Excerpt provided:
+++

Almost 5 million
people were infected by HIV globally in 2005, the
highest jump since the first reported case in 1981 and
taking the number living with the virus to a record
40.3 million, the United Nations said on Monday. The
4.9 million new infections were fueled by the
epidemic's continuing rampage in sub-Saharan
Africa and a spike in the former Soviet Union and
Eastern Europe, the Joint United Nations Programme on
HIV/AIDS says in its annual report.
"Despite
progress made in a small but growing number of countries,
the AIDS epidemic continues to outstrip global efforts
to contain it," the report said.
More than 3.1
million people have died this year from AIDS, including
570,000 children--far more than the toll from all
natural disasters since last December's
tsunami.
Southern Africa,
including South Africa--which has the world's
most HIV cases at more than 5.1
million--continues to be worst-hit.
Saying nine out
of 10 people in developing countries do not know their
HIV status, UNAIDS executive director Peter Piot called for
an unprecedented response to the global AIDS crisis.
"A
business-as-usual approach will not do," he told a
news conference in New Delhi. India, with about 5
million HIV-positive people, has the second-highest
number of cases after South Africa, and there are concerns
many cases are unreported.
Focusing on South
Africa, where the infection rate among pregnant women
reached 29.5% in 2005, the report said deaths of people aged
between 25 and 44 had more than doubled. Other
southern Africa countries such as Botswana, Lesotho,
Namibia, and Swaziland had high rates of HIV among
pregnant women--more than 30%. Sub-Saharan Africa is
home to 25.8 million HIV-positive people, or 64% of
the world's total.

+++

Dataset excerpts:
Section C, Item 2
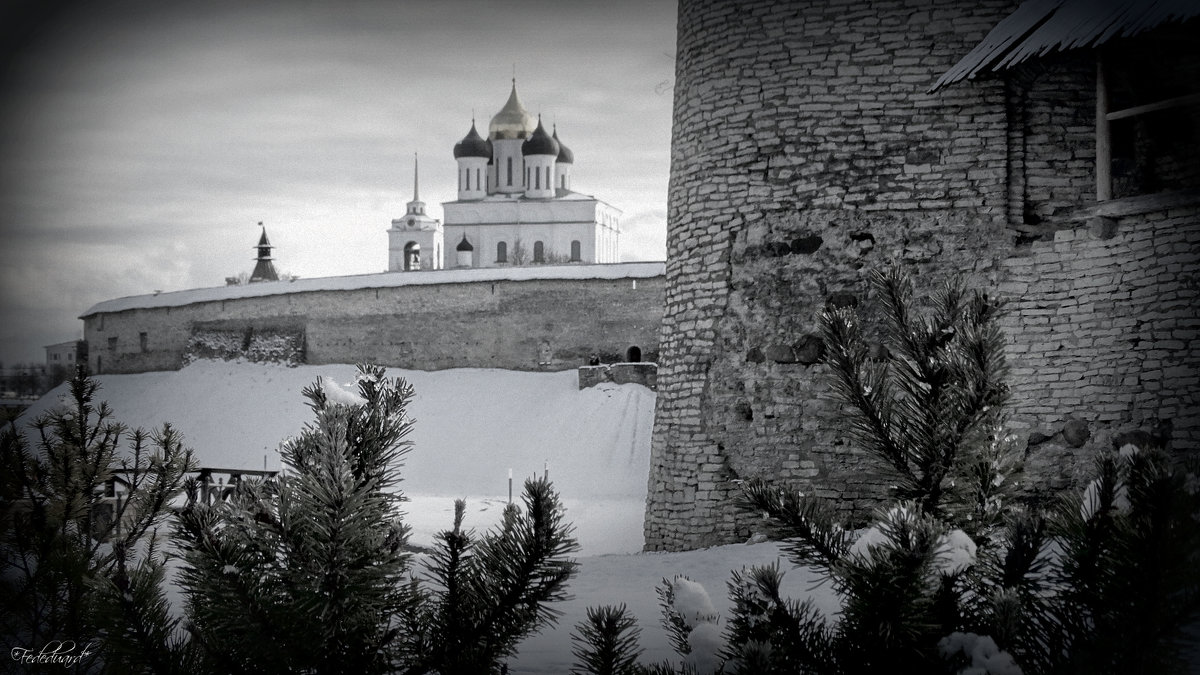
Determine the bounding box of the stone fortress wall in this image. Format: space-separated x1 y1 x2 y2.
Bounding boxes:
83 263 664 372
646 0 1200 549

+++

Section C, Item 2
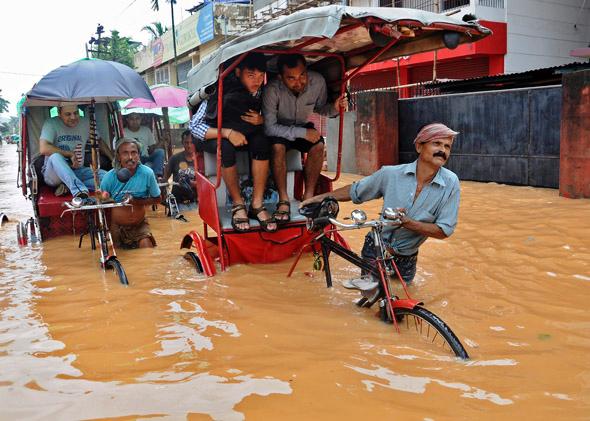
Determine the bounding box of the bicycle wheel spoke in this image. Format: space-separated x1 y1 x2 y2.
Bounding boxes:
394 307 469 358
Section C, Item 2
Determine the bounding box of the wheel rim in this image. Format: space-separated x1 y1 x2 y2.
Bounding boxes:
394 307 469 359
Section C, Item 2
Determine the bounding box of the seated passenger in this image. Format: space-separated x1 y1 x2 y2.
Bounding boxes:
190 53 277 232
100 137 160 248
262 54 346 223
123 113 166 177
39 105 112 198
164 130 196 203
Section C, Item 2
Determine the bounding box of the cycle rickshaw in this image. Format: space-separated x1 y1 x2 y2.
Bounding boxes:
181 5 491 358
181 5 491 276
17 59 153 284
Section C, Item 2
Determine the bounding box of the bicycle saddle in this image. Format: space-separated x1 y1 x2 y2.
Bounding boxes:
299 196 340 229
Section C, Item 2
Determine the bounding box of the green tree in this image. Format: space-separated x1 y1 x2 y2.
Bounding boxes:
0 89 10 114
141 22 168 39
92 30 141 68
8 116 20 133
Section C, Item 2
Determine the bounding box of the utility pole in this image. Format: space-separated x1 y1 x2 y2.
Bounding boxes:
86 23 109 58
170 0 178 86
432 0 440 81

+++

Task A:
Rewrite everything in the HIV article from "Saying nine out" down to "global AIDS crisis.", replacing "unprecedented" with "extraordinary".
Task B:
Condense the paragraph of the HIV article that begins "Focusing on South Africa" into a bulleted list that keeps its main facts.
The records are separate material from the HIV article above them.

Solution A:
Saying nine out
of 10 people in developing countries do not know their
HIV status, UNAIDS executive director Peter Piot called for
an extraordinary response to the global AIDS crisis.

Solution B:
- In South Africa, the HIV infection rate among pregnant women reached 29.5% in 2005.
- Deaths of South Africans aged 25 to 44 more than doubled.
- Botswana, Lesotho, Namibia, and Swaziland had HIV rates above 30% among pregnant women.
- Sub-Saharan Africa has 25.8 million HIV-positive people, 64% of the world's total.